* **Work to do**:
(1) According to the cluster storage text, what handles the actual locking of the file system, since DLM locks are not used for that?
(2) Carry on the cluster storage text, picking up right after its final sentence.

* **Excerpted text**:
^^^^^^^^^^^^^^^^
One of the major roles of a cluster is to provide distributed locking for clustered storage and resource management.

Whenever a resource, GFS2 filesystem or clustered LVM LV needs a lock, it sends a request to dlm_controld which runs in userspace. This communicates with DLM in kernel. If the lockspace does not yet exist, DLM will create it and then give the lock to the requester. Should a subsequant lock request come in for the same lockspace, it will be rejected. Once the application using the lock is finished with it, it will release the lock. After this, another node may request and receive a lock for the lockspace.

If a node fails, fenced will alert dlm_controld that a fence is pending and new lock requests will block. After a successful fence, fenced will alert DLM that the node is gone and any locks the victim node held are released. At this time, other nodes may request a lock on the lockspaces the lost node held and can perform recovery, like replaying a GFS2 filesystem journal, prior to resuming normal operation.

Note that DLM locks are not used for actually locking the file system. That job is still handled by plock() calls (POSIX locks).

Component; Clustered LVM

With DRBD providing the raw storage for the cluster, we must next consider partitions. This is where Clustered LVM, known as CLVM, comes into play.

CLVM is ideal in that by using DLM, the distributed lock manager. It won't allow access to cluster members outside of corosync's closed process group, which, in turn, requires quorum.

It is ideal because it can take one or more raw devices, known as "physical volumes", or simple as PVs, and combine their raw space into one or more "volume groups", known as VGs. These volume groups then act just like a typical hard drive and can be "partitioned" into one or more "logical volumes", known as LVs. These LVs are where KVM's virtual machine guests will exist and where we will create our GFS2 clustered file system.

LVM is particularly attractive because of how flexible it is. We can easily add new physical volumes later, and then grow an existing volume group to use the new space. This new space can then be given to existing logical volumes, or entirely new logical volumes can be created. This can all be done while the cluster is online offering an upgrade path with no down time.

Component; GFS2

With DRBD providing the clusters raw storage space, and Clustered LVM providing the logical partitions, we can now look at the clustered file system. This is the role of the Global File System version 2, known simply as GFS2.

It works much like standard filesystem, with user-land tools like mkfs.gfs2, fsck.gfs2 and so on. The major difference is that it and clvmd use the cluster's distributed locking mechanism provided by the dlm_controld daemon. Once formatted, the GFS2-formatted partition can be mounted and used by any node in the cluster's closed process group. All nodes can then safely read from and write to the data on the partition simultaneously.
^^^^^^^^^^^^^^^^
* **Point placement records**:
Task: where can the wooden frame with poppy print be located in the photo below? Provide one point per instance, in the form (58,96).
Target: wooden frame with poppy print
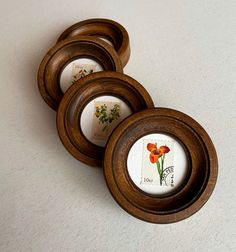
(66,51)
(202,166)
(82,93)
(102,28)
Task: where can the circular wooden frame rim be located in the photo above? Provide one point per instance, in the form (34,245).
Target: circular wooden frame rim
(58,57)
(133,199)
(80,94)
(104,28)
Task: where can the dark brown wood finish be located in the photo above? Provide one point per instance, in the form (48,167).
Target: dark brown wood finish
(103,28)
(67,51)
(80,94)
(202,161)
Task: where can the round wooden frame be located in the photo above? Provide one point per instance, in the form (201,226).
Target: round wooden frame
(67,51)
(103,28)
(199,150)
(80,94)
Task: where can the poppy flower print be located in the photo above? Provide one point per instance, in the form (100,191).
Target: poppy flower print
^^^^^^^^^^^^^^^^
* **Responses per task**:
(1) plock() calls (POSIX locks).

(2)
Note: GFS2 is only supported when run on top of Clustered LVM LVs. This is because, in certain error states, gfs2_controld will call dmsetup to disconnect the GFS2 partition from its storage in certain failure states.

Component; KVM

Two of the most popular open-source virtualization platforms available in the Linux world today and Xen and KVM. The former is maintained by Citrix and the other by Redhat. It would be difficult to say which is "better", as they're both very good. Xen can be argued to be more mature where KVM is the "official" solution supported by Red Hat in EL6.

We will be using the KVM hypervisor within which our highly-available virtual machine guests will reside. It is a type-1 hypervisor, which means that the host operating system runs directly on the bare hardware. Contrasted against Xen, which is a type-2 hypervisor where even the installed OS is itself just another virtual machine.

Node Installation

We need a baseline, a minimum system requirement of sorts. I will refer fairly frequently to the specific setup I used. Please don't take this as "the ideal setup" though... Every cluster will have its own needs, and you should plan and purchase for your particular needs.

Node Host Names

Before we begin, let

We need to decide what naming convention and IP ranges to use for our nodes and their networks.

The IP addresses and subnets you decide to use are completely up to you. The host names though need to follow a certain standard, if you wish to use the Striker dashboard, as we will do here. Specifically, the node names on your nodes must end in n01 for node #1 and n02 for node #2. The reason for this will be discussed later.

The node host name convention that we've created is this:

  • xx-cYYn0{1,2}
    • xx is a two or three letter prefix used to denote the company, group or person who owns the Anvil!
    • cYY is a simple zero-padded sequence number number.
    • n0{1,2} indicated the node in the cluster.

In this tutorial, the Anvil! is owned and operated by "Alteeve's Niche!", so the prefix "an" is used. This is the fifth cluster we've got, so the cluster name is an-anvil-05, so the host name's cluster number is c05. Thus, node #1 is named an-a05n01 and node #2 is named an-a05n02.

As we have three distinct networks, we have three network-specific suffixes we apply to these host names which we will map to subnets in /etc/hosts later.

  • <hostname>.bcn; Back-Channel Network host name.
  • <hostname>.sn; Storage Network hostname.
  • <hostname>.ifn; Internet-Facing Network host name.

Again, what you use is entirely up to you. Just remember that the node's host name must end in n01 and n02 for Striker to work.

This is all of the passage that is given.